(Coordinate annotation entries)
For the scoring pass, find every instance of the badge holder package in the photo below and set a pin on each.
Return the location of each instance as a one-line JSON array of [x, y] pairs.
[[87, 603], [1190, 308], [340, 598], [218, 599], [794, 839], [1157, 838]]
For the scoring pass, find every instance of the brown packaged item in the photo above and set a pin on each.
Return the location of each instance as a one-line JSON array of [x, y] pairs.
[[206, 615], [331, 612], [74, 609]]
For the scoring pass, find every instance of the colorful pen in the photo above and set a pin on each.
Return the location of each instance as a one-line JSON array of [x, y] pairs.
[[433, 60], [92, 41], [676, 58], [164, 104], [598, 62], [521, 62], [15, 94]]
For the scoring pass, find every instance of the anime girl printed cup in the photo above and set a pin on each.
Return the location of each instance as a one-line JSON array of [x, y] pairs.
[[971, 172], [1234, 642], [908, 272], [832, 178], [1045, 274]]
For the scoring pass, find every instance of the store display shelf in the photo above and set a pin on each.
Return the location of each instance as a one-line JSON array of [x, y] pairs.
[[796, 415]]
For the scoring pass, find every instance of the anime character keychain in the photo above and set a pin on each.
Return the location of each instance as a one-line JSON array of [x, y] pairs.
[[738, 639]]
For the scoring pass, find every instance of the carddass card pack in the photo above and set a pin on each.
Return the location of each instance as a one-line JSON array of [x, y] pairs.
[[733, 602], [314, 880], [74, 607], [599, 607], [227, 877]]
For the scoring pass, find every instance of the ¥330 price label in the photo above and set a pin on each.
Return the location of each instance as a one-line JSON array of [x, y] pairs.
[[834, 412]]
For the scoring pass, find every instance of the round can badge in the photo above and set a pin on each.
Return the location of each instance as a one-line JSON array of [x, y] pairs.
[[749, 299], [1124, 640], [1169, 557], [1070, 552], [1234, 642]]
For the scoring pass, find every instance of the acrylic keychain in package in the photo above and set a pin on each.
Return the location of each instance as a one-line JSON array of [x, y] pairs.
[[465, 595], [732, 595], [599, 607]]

EXERCISE INSTRUCTIONS: Can you reproduce everything from the start of the rows down to and including the line that contains "62], [15, 94]]"?

FULL OUTPUT:
For the scoring pass, find every instance of the badge holder package in the photo below and set a pin on each.
Return the location of each instance as a one-line JSON array of [x, y] pairs.
[[87, 603], [1190, 308], [340, 598], [218, 599], [794, 839], [1157, 838]]
For the scoring pass, find every instance of the brown packaged item in the photo above and set a pin on each.
Return the location of each instance as a one-line JSON array of [x, y] pairs.
[[206, 615], [331, 612], [74, 609]]
For the scoring pass, find every instance of the colorful pen in the photo above and set a pin on each.
Return the location of each instance as a one-line JSON array of [x, y] pairs.
[[433, 60], [92, 41], [676, 58], [164, 104], [598, 62], [521, 62], [15, 94]]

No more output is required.